(The problem) Rewrite the lines of data below as a JSON list of strings, one string per line, leaving out any blank lines.

(Lines of data)
----------------

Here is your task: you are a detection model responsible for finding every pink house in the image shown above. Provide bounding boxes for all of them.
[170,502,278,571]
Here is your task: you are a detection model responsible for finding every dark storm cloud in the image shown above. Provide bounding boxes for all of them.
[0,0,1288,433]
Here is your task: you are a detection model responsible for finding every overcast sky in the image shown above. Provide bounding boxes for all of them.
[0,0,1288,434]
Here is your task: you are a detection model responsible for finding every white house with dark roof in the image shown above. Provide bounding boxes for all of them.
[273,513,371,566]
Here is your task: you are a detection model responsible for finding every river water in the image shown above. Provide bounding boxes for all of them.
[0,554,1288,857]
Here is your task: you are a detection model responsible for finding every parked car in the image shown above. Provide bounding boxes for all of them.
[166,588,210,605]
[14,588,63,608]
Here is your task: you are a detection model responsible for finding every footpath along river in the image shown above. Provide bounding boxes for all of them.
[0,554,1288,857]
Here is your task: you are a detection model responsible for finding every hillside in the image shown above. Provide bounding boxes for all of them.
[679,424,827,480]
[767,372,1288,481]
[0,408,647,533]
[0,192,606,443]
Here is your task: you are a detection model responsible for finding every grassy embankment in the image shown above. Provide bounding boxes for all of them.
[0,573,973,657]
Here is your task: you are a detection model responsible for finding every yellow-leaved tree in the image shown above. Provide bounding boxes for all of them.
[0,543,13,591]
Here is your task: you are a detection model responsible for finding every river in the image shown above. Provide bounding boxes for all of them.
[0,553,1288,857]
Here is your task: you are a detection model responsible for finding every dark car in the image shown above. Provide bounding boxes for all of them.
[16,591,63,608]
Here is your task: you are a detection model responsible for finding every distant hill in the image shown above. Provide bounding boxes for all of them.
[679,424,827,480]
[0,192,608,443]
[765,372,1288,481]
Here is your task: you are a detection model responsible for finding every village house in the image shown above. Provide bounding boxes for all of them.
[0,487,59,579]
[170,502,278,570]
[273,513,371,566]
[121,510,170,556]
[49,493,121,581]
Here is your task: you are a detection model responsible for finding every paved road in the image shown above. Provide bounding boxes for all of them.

----------------

(Solution to the problem)
[
  "Here is your task: you are a detection model responsible for finding every pink house in the image shown above. Provide bounding boxes for all of them.",
  "[170,502,278,571]",
  "Here is your task: you are a detection model responsible for finding every dark storm cloud in the image shown above. Provide bounding boxes for all of them.",
  "[0,0,1288,433]",
  "Here is your task: you are a detection model responsible for finding every overcast sky in the image shown above. Provide bounding boxes for all of them.",
  "[0,0,1288,434]",
  "Here is your task: you are a detection model responsible for finding every white house with dark roof in the image shown above. Provide bounding boxes for all of them.",
  "[273,513,371,566]",
  "Here is your task: you are a detection model responsible for finding every river water in the image shown above. Provide bounding boxes for all of them.",
  "[0,554,1288,857]",
  "Here is your task: you are a detection model responsible for finding every parked car in the image shown above. Provide bounding boxes for all of them.",
  "[166,588,210,605]",
  "[14,588,63,608]",
  "Here is your task: you are a detection model responsible for finding every footpath along river in the image shown above. Provide bounding boxes for all of them.",
  "[0,554,1288,857]",
  "Here is your task: you are a detection model responsible for finding every hillside in the image shown above. Provide bounding boxes for all of them.",
  "[679,424,827,480]",
  "[767,372,1288,481]",
  "[0,408,647,533]",
  "[0,192,606,443]",
  "Here is your task: you are a detection model responsible for finding every grassy embankment in the image shown above. Provide bounding boxes for all of them.",
  "[0,573,973,657]",
  "Here is your task: you are a detection model responsible for finding every yellow-leaved tree in the image shown above. Provide bounding boxes for all of them.",
  "[0,543,13,591]",
  "Here is your task: you are a detection model responsible for finding every river in the image shown above. Provide bounding boxes for all of them.",
  "[0,553,1288,857]",
  "Here is your task: you are a detection model responsible for finding every dark car in the image shown above. Provide bounding boxes for all of them.",
  "[16,591,63,608]",
  "Here is your task: you are a detection model responsible for finding every distant hill in the image shown above. Provide bounding boxes for all of them.",
  "[679,424,827,480]",
  "[0,192,608,443]",
  "[765,372,1288,481]",
  "Here is your task: you are a detection model responsible for finding every village house in the image shown above. Provide bounding boxes for all of them.",
  "[0,487,59,579]",
  "[170,502,278,570]",
  "[273,513,371,566]",
  "[121,510,170,556]",
  "[49,493,121,581]",
  "Here is your task: you are a detection model responsible for finding every paved road in the image shown above. Provide bounding boxes for all of them."
]